##### SUPPLIED TEXT
The allied forces had changed from the enemy of the German people to their saviour. "We suddenly became friends and we were on the same side. From dropping bombs on them we were bringing in supplies," says Mr Edwards.

The 79-year-old's memories of his time stationed in Berlin as a signals teleprompter dealing with encrypted messages are scattered with this confusing mix of hope and tragedy that gripped a city just released from war.

He remembers the moment when, after crowding into the air commodore's office with the other men in his unit, he was told of the plan to use the air corridors to break Stalin's blockade.

"When we were all assembled there he gave a brief view of the situation - 'We are blockaded here; negotiations had failed' - there was no movement in that direction. We didn't know if there would be an evacuation or there might be a third world war.

"I remember him saying 'What we are going to do is try to supply the western section'.

"Was it going to be possible? There was provision to supply the British garrison, but the prospect of supplying two-and-a-quarter million people seemed out of the question."

Yet despite the uncertainty and scale of the task, he was also excited. "It was going to be a challenge," he says.

Then there were the stark contrasts he found in the ruined city itself. Mr Edwards remembers the desolation of endless streets reduced to rubble and the knowledge that underneath were bodies left unrecovered.

David Edwards and Alec Chambers
David Edwards and Alec Chambers are both proud of the part they played

But he also recalls how he took the same broken streets to an opera house in the heart of Soviet-occupied East Berlin - in his hand he holds a photocopy of the elegantly-scripted opera programme he kept as a souvenir.

The memories of another veteran of the airlift, 83-year-old Alec Chambers, are equally chequered.

A former navigator on planes carrying liquid fuel supplies, he recalls the deafening roar of engines on take-off and the difficulty of steering his cargo-laden aircraft at night or in thick cloud along the narrow air corridor.

The air traffic was so heavy that a plane took off or landed every 90 seconds. If he was more than a few seconds late, the pilot would be unable to land and would simply have to turn around and fly back.
##########
##### EXERCISE DATA
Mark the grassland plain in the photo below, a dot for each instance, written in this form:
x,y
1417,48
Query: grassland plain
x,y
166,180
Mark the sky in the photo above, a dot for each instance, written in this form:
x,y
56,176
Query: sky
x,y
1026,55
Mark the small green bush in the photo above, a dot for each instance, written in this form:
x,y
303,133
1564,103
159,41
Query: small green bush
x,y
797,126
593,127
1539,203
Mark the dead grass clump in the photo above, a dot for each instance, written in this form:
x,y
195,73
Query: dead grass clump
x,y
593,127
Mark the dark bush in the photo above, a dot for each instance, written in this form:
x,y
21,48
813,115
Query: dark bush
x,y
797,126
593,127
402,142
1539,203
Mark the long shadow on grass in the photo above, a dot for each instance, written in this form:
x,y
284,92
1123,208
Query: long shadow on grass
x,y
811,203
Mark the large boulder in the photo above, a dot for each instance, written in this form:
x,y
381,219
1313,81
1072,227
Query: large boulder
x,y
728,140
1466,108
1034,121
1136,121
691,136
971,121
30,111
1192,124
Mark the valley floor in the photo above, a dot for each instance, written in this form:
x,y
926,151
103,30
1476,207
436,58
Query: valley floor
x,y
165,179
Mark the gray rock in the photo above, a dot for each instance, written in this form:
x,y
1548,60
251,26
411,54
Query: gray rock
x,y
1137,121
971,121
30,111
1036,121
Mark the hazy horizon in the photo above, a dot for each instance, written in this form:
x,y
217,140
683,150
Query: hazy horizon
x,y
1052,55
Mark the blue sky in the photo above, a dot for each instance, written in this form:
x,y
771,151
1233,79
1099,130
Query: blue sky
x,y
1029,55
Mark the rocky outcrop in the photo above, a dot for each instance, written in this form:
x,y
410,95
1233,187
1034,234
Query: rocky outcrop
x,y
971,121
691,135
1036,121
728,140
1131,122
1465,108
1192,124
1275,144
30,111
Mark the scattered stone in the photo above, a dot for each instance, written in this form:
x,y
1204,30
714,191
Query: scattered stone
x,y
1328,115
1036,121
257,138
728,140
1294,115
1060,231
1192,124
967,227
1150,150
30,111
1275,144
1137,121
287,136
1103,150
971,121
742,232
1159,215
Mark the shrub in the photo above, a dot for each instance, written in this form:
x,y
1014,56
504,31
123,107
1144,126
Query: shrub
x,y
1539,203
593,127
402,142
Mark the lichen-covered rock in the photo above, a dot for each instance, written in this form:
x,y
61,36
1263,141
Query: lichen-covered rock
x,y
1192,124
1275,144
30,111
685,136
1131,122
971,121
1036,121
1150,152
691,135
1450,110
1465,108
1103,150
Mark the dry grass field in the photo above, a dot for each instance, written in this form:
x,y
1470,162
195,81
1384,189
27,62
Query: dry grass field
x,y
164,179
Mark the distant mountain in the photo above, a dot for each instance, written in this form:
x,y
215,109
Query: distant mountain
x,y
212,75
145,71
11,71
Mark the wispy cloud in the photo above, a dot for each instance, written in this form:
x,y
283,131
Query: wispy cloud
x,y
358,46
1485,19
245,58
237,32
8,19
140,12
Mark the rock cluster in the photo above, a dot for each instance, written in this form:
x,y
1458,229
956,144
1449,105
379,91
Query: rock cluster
##########
### PARTS OF THE EXERCISE:
a. Answer these questions using the account of the Berlin airlift veterans:
(i) What job did Mr Edwards do while stationed in Berlin?
(ii) What kind of cargo did the planes Alec Chambers navigated carry?
(iii) How often did a plane take off or land during the airlift?
b. Please continue the account of the Berlin airlift veterans, starting after its last sentence.

### RESULTS OF THE TASKS:
a.
(i) He was a signals teleprompter dealing with encrypted messages.
(ii) Liquid fuel supplies.
(iii) Every 90 seconds.

b.
"You could see the chap in front of you and if you looked behind, you could see the chap behind you." Occasionally, in low visibility, he would feel a violent shudder as his plane passed so close to another it was rocked by the slipstream.

The Germans called us 'pearls in the sky'
Alec Chambers

It was easy to miss your mark. He remembers hearing the news that a plane had veered off course and crashed into a hill, exploding and killing all on board. "We were shattered, all of us," he says.

But the high tension of flying supply missions with his explosive cargo was also punctuated with a degree of freedom he had never experienced before.

He lets out a mischievous chuckle as he recalls the high jinks of a group of young airmen billeted together and let loose in the hedonistic post-war atmosphere.

"The nightlife in Hamburg was something else. I always remember descending into this nightclub and there was a row of bar stools, and there was a beautiful girl on every one."

Then there were his flirtations with the black market. He would bring coffee from England and meet buyers under a tree in Hamburg's zoological gardens. He says with a nudge that he did not have to touch his pay for months.

Despite their mixed experiences, both Mr Chambers and Mr Edwards are extremely proud to have been a part of an operation that saved thousands of lives.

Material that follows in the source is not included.